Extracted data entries
%%

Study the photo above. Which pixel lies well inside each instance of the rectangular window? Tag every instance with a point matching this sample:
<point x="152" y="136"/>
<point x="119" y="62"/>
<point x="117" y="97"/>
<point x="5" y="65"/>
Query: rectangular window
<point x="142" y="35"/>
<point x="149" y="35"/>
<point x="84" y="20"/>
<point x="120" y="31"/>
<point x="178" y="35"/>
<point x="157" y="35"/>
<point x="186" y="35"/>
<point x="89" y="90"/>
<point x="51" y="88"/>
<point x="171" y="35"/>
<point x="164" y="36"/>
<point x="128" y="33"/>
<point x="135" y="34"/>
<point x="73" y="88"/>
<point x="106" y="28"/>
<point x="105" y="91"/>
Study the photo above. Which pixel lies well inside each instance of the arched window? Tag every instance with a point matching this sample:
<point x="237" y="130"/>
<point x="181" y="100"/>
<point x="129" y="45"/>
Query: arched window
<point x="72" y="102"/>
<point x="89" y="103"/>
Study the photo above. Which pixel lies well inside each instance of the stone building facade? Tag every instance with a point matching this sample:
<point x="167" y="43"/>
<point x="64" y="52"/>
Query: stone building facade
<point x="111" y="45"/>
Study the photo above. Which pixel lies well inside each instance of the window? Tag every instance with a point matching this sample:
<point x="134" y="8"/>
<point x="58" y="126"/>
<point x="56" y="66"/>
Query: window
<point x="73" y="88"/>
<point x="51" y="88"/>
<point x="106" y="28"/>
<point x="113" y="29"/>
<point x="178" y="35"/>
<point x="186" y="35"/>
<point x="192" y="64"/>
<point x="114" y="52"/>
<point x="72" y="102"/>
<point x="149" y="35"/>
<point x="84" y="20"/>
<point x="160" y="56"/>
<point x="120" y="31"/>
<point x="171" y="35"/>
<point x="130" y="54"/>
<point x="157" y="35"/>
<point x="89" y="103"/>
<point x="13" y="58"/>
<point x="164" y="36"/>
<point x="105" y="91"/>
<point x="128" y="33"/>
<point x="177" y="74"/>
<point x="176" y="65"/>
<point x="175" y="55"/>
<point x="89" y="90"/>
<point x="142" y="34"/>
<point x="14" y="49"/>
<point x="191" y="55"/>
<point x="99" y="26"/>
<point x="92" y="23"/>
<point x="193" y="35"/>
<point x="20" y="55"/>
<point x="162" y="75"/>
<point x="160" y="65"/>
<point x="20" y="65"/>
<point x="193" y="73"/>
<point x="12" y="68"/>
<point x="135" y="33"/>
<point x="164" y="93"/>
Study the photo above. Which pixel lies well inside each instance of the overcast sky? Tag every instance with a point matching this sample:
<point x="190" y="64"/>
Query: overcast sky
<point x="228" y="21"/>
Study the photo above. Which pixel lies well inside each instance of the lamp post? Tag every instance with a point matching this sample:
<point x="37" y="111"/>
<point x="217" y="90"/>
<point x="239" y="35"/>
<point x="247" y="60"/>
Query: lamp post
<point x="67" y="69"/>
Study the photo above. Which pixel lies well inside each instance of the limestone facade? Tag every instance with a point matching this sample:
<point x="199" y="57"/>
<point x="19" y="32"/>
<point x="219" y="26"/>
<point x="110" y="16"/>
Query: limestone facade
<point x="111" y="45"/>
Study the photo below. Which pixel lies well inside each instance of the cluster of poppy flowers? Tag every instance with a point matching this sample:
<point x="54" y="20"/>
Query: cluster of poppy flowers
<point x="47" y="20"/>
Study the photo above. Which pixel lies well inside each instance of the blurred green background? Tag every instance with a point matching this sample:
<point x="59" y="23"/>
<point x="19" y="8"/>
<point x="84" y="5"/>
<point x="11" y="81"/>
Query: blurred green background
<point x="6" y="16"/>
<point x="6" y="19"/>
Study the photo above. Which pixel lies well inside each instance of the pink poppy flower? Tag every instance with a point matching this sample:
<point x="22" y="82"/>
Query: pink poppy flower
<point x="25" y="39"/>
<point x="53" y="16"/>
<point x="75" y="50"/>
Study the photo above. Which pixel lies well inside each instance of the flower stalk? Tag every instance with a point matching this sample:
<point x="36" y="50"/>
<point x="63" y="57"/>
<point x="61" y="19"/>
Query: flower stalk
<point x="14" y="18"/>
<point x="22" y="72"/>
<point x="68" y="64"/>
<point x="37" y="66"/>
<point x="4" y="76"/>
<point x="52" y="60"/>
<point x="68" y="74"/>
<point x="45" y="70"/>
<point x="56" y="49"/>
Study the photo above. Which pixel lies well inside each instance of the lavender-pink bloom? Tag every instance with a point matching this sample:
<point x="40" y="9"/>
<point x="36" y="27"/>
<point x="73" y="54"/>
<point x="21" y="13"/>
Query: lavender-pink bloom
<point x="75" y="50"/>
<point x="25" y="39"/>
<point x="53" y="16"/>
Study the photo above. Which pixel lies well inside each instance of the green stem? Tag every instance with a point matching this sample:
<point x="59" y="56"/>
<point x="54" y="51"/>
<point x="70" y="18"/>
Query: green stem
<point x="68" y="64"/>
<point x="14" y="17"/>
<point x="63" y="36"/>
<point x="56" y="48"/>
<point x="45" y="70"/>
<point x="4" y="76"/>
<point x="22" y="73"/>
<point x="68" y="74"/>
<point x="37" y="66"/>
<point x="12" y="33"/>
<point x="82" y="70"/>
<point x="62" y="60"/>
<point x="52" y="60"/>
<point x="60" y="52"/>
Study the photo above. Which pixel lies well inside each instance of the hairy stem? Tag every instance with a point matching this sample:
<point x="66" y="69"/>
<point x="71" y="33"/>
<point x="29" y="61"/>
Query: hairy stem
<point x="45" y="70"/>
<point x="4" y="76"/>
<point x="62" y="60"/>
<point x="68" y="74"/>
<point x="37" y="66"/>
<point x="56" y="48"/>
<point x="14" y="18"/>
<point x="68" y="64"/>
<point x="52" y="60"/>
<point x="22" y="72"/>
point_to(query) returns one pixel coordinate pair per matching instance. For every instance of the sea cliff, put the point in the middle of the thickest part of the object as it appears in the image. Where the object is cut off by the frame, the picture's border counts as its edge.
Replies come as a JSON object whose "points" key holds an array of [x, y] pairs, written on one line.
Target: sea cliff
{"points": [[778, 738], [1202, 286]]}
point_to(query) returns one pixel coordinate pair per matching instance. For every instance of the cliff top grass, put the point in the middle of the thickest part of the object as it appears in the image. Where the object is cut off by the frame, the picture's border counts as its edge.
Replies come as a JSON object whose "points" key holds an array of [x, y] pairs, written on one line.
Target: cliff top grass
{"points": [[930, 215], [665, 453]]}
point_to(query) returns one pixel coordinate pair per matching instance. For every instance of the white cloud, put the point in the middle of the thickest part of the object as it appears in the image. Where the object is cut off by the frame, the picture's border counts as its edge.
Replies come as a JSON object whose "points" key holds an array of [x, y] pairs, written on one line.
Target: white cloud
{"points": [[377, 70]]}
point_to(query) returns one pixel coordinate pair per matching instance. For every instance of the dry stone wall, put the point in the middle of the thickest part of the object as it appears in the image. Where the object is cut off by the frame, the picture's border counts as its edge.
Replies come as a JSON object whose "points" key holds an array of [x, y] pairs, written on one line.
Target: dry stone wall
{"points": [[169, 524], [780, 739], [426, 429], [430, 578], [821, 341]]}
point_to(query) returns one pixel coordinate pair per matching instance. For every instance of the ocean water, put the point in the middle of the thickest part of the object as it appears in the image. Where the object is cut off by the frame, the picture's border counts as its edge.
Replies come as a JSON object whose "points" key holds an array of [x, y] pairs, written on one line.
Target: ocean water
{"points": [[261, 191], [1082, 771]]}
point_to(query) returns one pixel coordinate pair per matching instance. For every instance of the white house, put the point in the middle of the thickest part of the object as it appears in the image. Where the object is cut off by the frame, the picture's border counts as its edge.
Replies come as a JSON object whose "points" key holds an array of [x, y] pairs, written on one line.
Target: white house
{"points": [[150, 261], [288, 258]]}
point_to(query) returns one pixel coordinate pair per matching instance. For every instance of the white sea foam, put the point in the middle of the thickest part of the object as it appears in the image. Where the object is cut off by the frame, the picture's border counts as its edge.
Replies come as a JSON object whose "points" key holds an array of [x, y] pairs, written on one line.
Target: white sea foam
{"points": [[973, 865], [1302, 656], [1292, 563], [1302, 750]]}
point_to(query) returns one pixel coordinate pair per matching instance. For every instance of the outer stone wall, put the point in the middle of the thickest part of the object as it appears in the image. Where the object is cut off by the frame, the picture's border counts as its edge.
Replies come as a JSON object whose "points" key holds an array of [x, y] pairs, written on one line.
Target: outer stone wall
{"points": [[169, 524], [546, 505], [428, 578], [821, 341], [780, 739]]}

%%

*TASK TO CARRY OUT:* Would you print exactly, and only, the lines of the data above from the line with "Query: blurred green background" through the line with "of the flower", inclusive?

*SOLUTION FOR THIS EXERCISE:*
Query: blurred green background
<point x="6" y="16"/>
<point x="6" y="19"/>
Study the photo above. Which pixel lies well inside each instance of the pink poppy flower? Tag every instance with a point matching this sample:
<point x="22" y="82"/>
Query: pink poppy flower
<point x="25" y="39"/>
<point x="53" y="16"/>
<point x="75" y="50"/>
Study the photo above. Which pixel lies well inside each instance of the flower stalk? Tag every instance with a point matching this sample:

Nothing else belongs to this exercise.